WHAT YOU WILL DO: Copy the lines verbatim, beginning with the line that contains "Please mark the dark skin" and continuing through the end of the data, and only those lines.

GIVEN INFORMATION:

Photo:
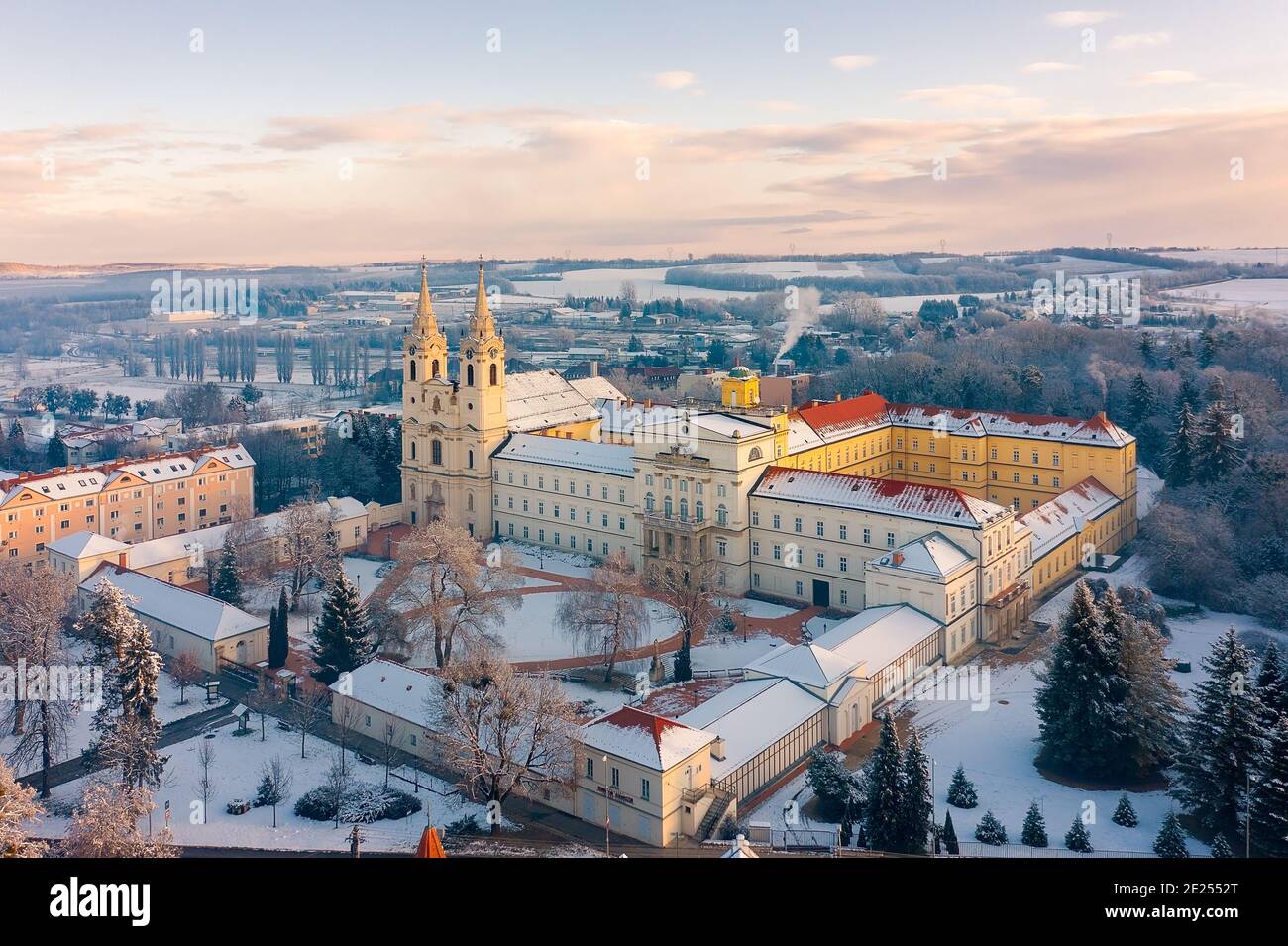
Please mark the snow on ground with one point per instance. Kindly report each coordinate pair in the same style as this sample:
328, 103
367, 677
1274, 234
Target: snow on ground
168, 709
997, 745
236, 771
755, 609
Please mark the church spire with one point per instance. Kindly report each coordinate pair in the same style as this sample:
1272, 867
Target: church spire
424, 323
482, 325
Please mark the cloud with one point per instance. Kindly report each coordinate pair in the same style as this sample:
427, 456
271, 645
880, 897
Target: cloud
675, 80
975, 98
848, 63
1041, 68
1080, 17
1166, 77
1138, 40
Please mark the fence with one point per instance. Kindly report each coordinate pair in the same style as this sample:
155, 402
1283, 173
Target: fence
975, 848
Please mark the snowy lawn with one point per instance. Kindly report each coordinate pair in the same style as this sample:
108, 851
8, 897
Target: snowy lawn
236, 771
168, 709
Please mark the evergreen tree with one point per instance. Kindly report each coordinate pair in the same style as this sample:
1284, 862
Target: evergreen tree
1171, 838
1180, 450
951, 835
1270, 688
1080, 700
1223, 739
883, 816
917, 808
227, 584
961, 790
1140, 400
342, 637
990, 830
1034, 828
1078, 838
278, 636
1219, 450
1125, 813
1270, 795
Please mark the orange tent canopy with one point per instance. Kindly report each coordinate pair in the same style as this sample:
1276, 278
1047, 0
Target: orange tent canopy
430, 846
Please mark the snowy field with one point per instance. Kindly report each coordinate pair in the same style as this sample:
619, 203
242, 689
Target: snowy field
80, 735
997, 745
236, 771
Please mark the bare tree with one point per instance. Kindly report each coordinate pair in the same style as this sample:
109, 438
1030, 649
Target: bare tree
206, 782
449, 591
505, 732
301, 533
106, 824
185, 671
608, 618
307, 712
690, 585
17, 807
34, 606
274, 786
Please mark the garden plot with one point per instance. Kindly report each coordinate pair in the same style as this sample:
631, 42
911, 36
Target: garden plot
236, 773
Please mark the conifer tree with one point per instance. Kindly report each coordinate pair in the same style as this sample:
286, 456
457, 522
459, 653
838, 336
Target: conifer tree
1180, 450
1223, 740
990, 830
1171, 838
1271, 688
1078, 838
951, 835
1034, 828
1125, 813
342, 637
961, 790
1080, 701
885, 778
1270, 795
1219, 451
227, 584
915, 806
278, 636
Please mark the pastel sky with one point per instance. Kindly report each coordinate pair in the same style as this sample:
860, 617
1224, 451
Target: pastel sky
317, 133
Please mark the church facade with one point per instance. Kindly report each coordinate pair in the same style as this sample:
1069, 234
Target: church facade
840, 504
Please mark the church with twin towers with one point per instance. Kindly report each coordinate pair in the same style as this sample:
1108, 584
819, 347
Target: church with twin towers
969, 515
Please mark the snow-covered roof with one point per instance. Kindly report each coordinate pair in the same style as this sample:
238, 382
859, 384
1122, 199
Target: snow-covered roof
539, 399
647, 739
750, 717
807, 665
1064, 516
85, 545
614, 460
931, 555
211, 538
892, 497
877, 636
394, 688
180, 607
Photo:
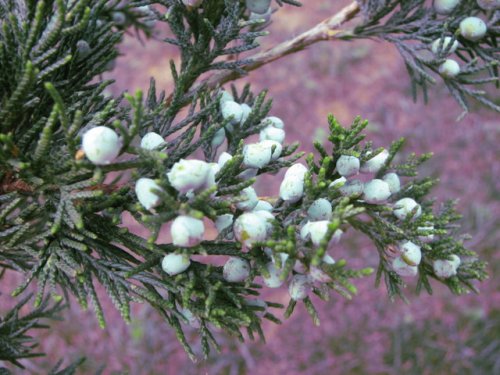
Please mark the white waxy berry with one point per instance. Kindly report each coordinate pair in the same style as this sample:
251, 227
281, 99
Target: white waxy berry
236, 270
258, 6
299, 267
410, 253
193, 321
152, 141
223, 221
393, 181
320, 209
101, 145
249, 199
489, 4
445, 268
449, 69
300, 287
83, 50
192, 3
339, 182
402, 268
249, 228
248, 173
224, 158
405, 206
445, 6
263, 206
246, 109
274, 279
374, 164
187, 175
376, 191
272, 134
219, 137
187, 231
274, 121
174, 264
119, 18
232, 110
473, 28
426, 237
348, 165
441, 45
225, 97
292, 187
144, 189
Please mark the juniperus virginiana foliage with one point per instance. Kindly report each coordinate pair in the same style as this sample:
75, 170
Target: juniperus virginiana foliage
61, 208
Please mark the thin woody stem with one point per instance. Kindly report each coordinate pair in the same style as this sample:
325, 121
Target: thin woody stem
325, 30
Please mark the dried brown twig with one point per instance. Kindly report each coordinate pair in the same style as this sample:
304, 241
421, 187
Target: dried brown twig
325, 30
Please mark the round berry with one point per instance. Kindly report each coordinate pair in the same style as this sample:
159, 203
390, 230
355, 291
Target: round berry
473, 28
274, 121
144, 189
426, 237
219, 137
320, 209
236, 270
232, 110
376, 191
101, 145
274, 279
410, 253
300, 287
174, 264
445, 268
152, 141
392, 180
249, 200
272, 134
187, 231
292, 186
402, 268
405, 206
449, 69
224, 158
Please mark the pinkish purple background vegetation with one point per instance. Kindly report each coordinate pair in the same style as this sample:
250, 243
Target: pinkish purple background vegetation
439, 334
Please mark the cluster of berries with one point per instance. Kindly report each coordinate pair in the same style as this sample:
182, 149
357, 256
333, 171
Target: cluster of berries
471, 29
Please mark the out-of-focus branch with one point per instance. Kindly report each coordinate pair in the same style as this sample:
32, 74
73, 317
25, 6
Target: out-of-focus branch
325, 30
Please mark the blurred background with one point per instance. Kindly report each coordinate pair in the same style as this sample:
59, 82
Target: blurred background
439, 334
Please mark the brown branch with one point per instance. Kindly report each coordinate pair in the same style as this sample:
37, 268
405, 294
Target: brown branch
326, 30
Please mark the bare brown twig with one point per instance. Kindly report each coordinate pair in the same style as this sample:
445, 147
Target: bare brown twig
325, 30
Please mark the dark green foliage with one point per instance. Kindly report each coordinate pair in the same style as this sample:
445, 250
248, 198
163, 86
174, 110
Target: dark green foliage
61, 216
413, 25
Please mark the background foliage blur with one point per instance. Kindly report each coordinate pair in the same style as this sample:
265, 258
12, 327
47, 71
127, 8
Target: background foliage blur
434, 334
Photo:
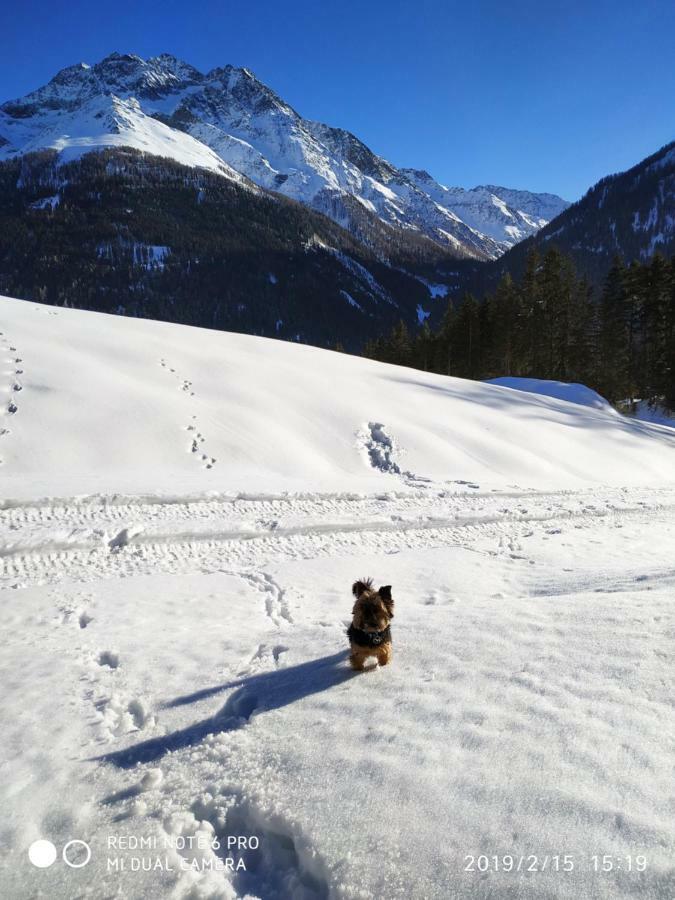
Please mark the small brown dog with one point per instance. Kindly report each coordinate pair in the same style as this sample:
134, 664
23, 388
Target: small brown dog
369, 634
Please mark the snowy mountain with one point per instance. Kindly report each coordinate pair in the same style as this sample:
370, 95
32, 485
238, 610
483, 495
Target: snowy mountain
182, 515
630, 215
228, 120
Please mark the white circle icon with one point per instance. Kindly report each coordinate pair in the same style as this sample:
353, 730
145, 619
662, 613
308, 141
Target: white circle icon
79, 863
42, 854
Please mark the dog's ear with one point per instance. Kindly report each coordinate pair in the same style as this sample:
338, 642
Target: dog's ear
387, 599
360, 587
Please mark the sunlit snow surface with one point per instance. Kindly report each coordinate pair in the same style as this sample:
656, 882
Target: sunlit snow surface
173, 656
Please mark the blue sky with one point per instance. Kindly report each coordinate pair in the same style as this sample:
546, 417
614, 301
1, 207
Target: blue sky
548, 96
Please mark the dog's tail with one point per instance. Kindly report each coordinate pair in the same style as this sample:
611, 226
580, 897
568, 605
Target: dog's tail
360, 586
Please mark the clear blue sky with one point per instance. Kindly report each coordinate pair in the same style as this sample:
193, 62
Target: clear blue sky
548, 96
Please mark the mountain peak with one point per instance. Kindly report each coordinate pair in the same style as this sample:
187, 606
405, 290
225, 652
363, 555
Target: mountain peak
227, 119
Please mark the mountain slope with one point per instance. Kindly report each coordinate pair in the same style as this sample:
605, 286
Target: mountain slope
182, 514
279, 415
246, 126
119, 231
631, 214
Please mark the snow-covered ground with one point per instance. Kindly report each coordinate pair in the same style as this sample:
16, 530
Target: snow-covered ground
173, 657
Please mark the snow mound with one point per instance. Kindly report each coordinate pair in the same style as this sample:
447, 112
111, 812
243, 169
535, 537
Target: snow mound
153, 408
560, 390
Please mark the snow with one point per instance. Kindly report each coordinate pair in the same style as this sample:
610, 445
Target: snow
351, 300
47, 202
422, 314
173, 659
571, 393
242, 129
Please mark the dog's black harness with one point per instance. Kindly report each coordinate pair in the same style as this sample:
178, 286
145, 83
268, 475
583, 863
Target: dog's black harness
369, 638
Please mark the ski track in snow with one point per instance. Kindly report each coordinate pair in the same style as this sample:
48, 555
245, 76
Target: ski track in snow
13, 370
80, 543
197, 439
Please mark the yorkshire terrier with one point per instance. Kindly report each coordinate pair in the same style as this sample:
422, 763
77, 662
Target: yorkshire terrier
369, 634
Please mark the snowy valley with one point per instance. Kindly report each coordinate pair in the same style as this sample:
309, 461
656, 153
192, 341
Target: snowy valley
182, 514
229, 122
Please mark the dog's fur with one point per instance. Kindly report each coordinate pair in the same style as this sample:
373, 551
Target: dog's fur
372, 612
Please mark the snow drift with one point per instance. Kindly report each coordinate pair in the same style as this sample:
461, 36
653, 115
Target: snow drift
182, 514
111, 404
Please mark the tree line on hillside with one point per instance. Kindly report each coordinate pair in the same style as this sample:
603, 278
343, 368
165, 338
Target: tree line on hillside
552, 324
120, 232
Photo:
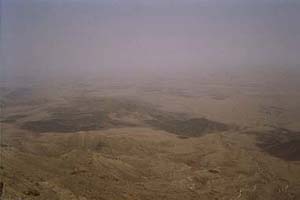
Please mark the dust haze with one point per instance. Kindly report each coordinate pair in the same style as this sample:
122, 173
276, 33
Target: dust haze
136, 99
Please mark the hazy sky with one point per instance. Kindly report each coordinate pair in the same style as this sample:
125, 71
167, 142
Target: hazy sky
50, 36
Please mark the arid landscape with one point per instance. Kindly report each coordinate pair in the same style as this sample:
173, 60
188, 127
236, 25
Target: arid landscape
151, 141
150, 100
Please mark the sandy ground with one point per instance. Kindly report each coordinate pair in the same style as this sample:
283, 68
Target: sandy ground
136, 160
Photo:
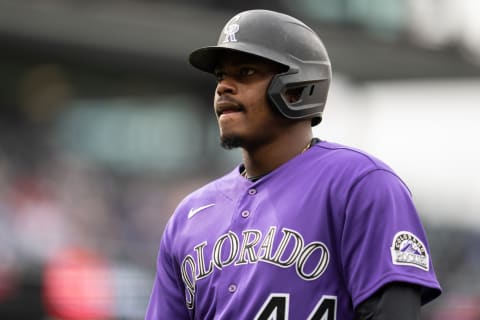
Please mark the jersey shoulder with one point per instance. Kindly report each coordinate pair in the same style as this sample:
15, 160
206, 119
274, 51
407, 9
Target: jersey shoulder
222, 188
346, 155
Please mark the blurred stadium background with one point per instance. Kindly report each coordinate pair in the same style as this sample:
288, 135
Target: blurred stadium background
104, 127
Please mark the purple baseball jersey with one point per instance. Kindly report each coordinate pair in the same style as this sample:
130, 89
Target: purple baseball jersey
310, 240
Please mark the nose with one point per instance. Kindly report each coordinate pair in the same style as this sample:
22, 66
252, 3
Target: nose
226, 85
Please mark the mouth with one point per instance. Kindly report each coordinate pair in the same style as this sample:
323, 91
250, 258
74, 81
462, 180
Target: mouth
227, 106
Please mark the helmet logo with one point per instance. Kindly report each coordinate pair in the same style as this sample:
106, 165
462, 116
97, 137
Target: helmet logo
231, 29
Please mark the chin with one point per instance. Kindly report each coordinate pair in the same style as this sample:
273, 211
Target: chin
231, 142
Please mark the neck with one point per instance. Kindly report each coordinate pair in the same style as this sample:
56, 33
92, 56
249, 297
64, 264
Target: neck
264, 158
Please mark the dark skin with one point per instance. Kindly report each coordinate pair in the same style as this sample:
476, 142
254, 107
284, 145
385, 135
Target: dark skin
244, 114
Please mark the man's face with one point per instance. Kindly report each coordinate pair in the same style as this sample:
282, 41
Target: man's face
244, 115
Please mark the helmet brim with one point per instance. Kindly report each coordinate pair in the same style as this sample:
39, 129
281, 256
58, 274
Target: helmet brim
207, 58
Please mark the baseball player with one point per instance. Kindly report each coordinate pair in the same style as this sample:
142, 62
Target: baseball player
302, 228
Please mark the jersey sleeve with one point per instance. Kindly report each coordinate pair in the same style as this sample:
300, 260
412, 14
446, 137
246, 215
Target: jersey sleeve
167, 300
383, 239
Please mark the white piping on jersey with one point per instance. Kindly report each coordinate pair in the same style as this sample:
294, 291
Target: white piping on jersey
193, 211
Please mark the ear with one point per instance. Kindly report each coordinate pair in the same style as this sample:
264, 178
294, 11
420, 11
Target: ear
293, 95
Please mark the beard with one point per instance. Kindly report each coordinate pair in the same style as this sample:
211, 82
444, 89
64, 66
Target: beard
231, 142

SOLUTION TO THIS EXERCISE:
Please mark the dark skin with one point per instance. Kindly report each coordinate pair in the same style as this sample:
476, 142
254, 107
284, 145
385, 135
Target: dark skin
244, 114
Please mark the man's face with one point per instance. Kindly report each coordinate pair in the same style as this sample:
282, 41
Target: man's face
244, 115
Please mark the helmet brim with one point per instance. Kindly report each coordinate pair in the same style as this sample:
39, 129
281, 256
58, 274
Target: helmet brim
207, 58
Please mark the baseball player with one point per instance. Kindly report each coordinate pair in the same style as this sample:
142, 62
Target: baseball player
302, 228
Please mark the jersey sleeve with one point per instance. Kindly report each coordinate pair in the same style as this sample:
300, 260
412, 14
446, 137
246, 215
Target: jersey sleeve
167, 300
383, 239
Please mark the white piping on jersey with one point per instance. Kindly report each coordinate pair in the same style as this sample:
294, 291
Target: white piping on jersey
193, 211
Please mark the ear with one point per instance. Kindly report each coordinate pair in the same style as this sample:
264, 178
294, 11
420, 11
Target: ear
293, 95
Please mark the beard with one point per instance. Kindly report each coordinate pair in the same style as this sample:
211, 82
444, 89
64, 66
Target: beard
231, 142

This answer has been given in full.